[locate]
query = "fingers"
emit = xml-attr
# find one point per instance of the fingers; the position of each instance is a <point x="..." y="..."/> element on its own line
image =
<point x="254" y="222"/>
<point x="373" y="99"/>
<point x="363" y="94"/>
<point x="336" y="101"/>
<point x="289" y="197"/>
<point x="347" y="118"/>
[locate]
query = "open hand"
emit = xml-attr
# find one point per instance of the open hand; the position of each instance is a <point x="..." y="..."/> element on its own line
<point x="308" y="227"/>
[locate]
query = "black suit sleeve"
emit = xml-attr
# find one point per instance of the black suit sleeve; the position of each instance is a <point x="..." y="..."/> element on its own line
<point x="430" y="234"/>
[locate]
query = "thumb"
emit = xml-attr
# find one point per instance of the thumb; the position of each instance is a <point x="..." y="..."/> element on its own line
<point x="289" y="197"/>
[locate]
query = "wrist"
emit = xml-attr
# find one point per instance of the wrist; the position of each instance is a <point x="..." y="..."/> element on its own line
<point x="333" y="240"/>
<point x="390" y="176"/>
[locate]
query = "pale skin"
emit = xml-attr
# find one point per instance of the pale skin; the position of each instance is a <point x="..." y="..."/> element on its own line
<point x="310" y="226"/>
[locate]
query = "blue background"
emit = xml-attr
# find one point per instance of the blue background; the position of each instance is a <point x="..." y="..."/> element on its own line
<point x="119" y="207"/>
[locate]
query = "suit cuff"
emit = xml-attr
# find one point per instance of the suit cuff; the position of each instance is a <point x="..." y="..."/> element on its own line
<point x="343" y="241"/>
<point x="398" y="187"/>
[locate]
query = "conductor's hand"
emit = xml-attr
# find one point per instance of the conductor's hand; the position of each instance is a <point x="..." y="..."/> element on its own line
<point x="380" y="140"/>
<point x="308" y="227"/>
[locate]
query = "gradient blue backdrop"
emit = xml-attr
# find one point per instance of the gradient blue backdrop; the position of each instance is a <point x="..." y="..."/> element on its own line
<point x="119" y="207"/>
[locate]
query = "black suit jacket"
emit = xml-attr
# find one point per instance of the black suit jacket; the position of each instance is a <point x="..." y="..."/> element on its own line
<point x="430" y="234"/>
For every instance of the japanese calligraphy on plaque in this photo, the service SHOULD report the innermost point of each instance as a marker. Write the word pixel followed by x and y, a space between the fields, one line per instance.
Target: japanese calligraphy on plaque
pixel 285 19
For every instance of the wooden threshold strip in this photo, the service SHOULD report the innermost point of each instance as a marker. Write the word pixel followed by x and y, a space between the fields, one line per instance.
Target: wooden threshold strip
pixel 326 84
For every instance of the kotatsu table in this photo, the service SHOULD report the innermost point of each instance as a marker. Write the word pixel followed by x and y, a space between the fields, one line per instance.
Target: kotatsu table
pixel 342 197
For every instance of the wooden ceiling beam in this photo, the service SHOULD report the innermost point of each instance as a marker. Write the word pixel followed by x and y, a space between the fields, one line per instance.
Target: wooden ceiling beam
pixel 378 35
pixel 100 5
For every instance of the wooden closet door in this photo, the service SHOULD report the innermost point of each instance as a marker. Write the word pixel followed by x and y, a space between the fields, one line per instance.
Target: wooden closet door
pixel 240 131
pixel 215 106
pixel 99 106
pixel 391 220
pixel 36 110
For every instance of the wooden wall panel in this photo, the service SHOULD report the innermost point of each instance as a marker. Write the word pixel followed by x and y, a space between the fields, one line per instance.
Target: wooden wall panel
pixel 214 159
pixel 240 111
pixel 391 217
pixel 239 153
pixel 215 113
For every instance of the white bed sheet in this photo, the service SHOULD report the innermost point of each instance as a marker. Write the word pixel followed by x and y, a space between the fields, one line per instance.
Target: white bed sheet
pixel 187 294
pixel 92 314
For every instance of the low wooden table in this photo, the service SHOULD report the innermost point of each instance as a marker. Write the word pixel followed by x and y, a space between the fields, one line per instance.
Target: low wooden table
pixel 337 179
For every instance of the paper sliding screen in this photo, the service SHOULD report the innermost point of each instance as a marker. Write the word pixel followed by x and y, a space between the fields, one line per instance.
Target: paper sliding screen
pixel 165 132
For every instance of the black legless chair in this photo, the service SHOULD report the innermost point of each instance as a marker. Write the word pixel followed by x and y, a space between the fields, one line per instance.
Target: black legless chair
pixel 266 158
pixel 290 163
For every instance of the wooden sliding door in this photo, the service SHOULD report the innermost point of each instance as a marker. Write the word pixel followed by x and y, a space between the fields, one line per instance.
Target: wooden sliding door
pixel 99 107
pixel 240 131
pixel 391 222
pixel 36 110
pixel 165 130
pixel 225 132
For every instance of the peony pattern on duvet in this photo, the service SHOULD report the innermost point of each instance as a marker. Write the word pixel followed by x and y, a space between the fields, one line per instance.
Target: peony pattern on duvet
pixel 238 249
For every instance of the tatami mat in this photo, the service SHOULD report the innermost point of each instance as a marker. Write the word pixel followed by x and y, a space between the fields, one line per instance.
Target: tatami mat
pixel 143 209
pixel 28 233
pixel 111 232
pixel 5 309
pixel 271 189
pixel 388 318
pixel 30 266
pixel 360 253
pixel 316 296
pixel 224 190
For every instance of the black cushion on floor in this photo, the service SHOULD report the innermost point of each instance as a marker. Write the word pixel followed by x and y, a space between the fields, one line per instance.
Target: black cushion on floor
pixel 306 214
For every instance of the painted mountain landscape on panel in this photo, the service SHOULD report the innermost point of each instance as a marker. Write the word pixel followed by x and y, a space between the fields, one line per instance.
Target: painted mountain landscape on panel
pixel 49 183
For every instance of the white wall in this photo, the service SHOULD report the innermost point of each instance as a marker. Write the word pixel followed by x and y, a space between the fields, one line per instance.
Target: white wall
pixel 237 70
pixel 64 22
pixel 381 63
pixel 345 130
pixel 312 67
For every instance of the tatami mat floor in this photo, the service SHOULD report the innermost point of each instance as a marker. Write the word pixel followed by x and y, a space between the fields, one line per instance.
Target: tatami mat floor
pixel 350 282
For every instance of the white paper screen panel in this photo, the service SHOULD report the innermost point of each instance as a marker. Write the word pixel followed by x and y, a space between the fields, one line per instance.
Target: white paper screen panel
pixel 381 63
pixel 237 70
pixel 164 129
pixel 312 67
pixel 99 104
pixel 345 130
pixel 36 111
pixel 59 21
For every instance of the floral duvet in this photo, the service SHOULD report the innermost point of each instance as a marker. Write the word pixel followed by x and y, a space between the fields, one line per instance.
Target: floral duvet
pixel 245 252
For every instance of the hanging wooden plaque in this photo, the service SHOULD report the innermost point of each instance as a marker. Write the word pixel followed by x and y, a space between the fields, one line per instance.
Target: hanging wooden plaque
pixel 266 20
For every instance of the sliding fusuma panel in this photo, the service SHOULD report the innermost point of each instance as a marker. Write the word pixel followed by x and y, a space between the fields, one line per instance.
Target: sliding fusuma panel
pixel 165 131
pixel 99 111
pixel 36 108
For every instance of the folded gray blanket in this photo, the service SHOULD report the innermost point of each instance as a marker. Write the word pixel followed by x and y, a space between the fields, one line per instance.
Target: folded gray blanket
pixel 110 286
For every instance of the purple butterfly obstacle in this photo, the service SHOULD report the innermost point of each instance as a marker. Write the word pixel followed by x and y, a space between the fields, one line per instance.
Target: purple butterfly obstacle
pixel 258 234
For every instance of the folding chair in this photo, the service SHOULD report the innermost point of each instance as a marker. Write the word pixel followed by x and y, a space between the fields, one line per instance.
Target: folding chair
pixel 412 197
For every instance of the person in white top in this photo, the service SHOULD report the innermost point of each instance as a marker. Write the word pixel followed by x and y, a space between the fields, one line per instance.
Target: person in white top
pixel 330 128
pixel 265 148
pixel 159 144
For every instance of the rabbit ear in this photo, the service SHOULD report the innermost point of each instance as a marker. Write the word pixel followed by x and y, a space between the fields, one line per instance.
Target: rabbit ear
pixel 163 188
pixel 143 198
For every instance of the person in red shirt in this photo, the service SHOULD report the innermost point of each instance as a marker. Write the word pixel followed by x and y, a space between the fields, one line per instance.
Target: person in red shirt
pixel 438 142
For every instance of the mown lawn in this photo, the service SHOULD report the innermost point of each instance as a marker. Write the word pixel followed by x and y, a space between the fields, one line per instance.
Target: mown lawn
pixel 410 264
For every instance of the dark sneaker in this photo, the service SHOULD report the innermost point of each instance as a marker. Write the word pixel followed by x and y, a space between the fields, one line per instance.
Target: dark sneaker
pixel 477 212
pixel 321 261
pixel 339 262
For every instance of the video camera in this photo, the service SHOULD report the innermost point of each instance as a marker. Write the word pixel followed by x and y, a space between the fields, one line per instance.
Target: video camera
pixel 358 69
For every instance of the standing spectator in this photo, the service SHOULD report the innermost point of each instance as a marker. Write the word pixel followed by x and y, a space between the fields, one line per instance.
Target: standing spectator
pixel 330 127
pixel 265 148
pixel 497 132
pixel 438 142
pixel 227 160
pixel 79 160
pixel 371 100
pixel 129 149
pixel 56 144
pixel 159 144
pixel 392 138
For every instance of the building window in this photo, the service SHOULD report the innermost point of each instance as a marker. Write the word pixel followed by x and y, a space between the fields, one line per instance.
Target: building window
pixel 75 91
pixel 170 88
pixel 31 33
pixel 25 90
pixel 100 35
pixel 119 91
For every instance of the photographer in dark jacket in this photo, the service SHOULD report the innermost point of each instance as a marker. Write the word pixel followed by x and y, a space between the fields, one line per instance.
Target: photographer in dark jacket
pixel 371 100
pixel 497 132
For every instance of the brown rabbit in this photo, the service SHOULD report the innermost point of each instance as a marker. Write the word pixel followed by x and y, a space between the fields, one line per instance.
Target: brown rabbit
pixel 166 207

Work instructions: What you return must be an exact retyping of the lines above starting at the line with "Target: sliding fusuma panel" and ending at the line with "For every instance of the person in red", and nothing besides.

Exercise answer:
Target: sliding fusuma panel
pixel 165 131
pixel 99 111
pixel 36 108
For every instance of the folded gray blanket in this photo, the service SHOULD report the innermost point of each instance as a marker. Write the word pixel followed by x and y, a space between the fields, one line per instance.
Target: folded gray blanket
pixel 110 286
For every instance of the purple butterfly obstacle in this photo, the service SHOULD report the innermost point of each instance as a marker. Write the word pixel followed by x and y, a space between the fields, one line per instance.
Target: purple butterfly obstacle
pixel 258 234
For every instance of the folding chair in this photo, the service SHOULD report the innermost point of each instance as a marker. Write the word pixel followed by x and y, a space between the fields, one line per instance.
Target: folding chair
pixel 412 197
For every instance of the person in white top in this photo, the service SHOULD report the innermost point of each instance as a marker. Write the word pixel followed by x and y, a space between the fields, one line per instance.
Target: person in white top
pixel 330 128
pixel 265 148
pixel 159 144
For every instance of the rabbit ear in this photo, the service SHOULD report the innermost point of each instance as a marker. Write the word pixel followed by x and y, a space between the fields, one line per instance.
Target: rabbit ear
pixel 163 188
pixel 143 198
For every instance of the person in red shirt in this photo, the service SHOULD report the innermost point of each instance as a marker. Write the word pixel followed by x and y, a space between the fields, one line per instance.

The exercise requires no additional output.